__Passage for review__

┏━━

TV Series Hot

Gob-smacklingly stupid or hip advertising? I’m leaning towards the former. Via CBC:

A Stockholm hospital that published an online ad looking to fill a summer position with a nurse who is “TV-series hot” says it was “written to catch people’s attention.” 

“We want people to be curious and have a little imagination,” said Elisabeth Gauffin, head nurse at Stockholm South General Hospital (Södersjukhuset) to the Metro newspaper.

My Emergency department colleagues

The ad read, in Swedish: 

“You will be motivated, professional, and have a sense of humour. And of course, you will be TV-series hot or a Söder hipster. Throw in a nurse’s education and you are welcome to seek a summer job at Södersjukhuset’s emergency department.”

(“Söder” literally means “south,” but here refers to Södermalm, a fashionable district in Stockholm. Think “Soho.”)

The hospital’s nursing manager said the phrasing wasn’t meant to exclude anyone based on looks.

┗━━

__Tasks and exercises__
1: In the nurse ad post, revise the stretch from "The ad read, in" through "based on looks.", replacing "hipster" with "artist".
2: For each statement, say whether it agrees with the nurse ad post, and quote the words of the post that decide it. (a) The hospital that posted the ad is in Stockholm. (b) The summer job was in the hospital's maternity ward. (c) The nursing manager said the phrasing was meant to exclude people based on looks.

__Supplied data__
┏━━

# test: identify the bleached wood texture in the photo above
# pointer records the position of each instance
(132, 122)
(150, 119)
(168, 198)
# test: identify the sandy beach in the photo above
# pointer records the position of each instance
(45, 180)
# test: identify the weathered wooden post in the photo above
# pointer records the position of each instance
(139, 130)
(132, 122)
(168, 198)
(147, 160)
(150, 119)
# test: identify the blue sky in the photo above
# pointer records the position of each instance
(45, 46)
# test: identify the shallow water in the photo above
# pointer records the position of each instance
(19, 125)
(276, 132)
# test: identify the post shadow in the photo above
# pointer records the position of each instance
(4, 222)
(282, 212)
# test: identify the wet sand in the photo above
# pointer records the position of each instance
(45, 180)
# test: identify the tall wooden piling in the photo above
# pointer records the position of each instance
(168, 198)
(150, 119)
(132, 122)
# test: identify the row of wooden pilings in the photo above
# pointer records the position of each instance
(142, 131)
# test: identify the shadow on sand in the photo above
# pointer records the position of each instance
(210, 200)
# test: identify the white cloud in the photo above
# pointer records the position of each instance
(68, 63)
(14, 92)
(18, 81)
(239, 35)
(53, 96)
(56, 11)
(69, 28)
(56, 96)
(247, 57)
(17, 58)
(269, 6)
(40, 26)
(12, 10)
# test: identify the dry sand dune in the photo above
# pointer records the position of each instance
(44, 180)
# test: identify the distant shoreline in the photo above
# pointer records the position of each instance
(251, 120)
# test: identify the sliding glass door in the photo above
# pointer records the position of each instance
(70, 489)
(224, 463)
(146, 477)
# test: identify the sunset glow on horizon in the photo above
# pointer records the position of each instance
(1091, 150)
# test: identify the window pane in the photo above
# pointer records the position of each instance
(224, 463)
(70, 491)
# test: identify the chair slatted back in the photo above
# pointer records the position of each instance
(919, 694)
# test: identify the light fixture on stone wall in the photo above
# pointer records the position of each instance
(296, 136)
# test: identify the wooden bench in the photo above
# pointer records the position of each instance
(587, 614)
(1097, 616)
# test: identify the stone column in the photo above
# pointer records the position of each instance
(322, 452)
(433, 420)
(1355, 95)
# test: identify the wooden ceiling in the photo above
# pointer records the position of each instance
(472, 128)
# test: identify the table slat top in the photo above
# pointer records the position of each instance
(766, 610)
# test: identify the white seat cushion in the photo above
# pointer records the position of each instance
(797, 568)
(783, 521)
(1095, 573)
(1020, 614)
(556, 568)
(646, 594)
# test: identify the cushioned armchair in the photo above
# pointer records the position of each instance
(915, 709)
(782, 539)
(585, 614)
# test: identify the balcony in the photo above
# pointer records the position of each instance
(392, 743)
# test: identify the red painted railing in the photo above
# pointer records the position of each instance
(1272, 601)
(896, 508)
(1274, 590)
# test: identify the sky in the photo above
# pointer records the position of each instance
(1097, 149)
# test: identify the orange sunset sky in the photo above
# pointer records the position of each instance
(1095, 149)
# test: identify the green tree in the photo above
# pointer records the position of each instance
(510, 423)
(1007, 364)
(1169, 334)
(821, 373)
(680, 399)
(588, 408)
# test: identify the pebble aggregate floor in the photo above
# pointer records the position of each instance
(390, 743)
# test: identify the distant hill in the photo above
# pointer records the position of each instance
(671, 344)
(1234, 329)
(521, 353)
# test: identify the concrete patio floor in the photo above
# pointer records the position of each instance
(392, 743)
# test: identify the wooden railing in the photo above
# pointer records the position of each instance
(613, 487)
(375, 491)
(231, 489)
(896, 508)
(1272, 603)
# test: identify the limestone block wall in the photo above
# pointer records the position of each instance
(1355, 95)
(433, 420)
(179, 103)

┗━━

__Answers in order__
1:
The ad read, in Swedish: 

“You will be motivated, professional, and have a sense of humour. And of course, you will be TV-series hot or a Söder artist. Throw in a nurse’s education and you are welcome to seek a summer job at Södersjukhuset’s emergency department.”

(“Söder” literally means “south,” but here refers to Södermalm, a fashionable district in Stockholm. Think “Soho.”)

The hospital’s nursing manager said the phrasing wasn’t meant to exclude anyone based on looks.

2:
(a) Yes: "A Stockholm hospital that published an online ad looking to fill a summer position"
(b) No: "you are welcome to seek a summer job at Södersjukhuset’s emergency department."
(c) No: "The hospital’s nursing manager said the phrasing wasn’t meant to exclude anyone based on looks."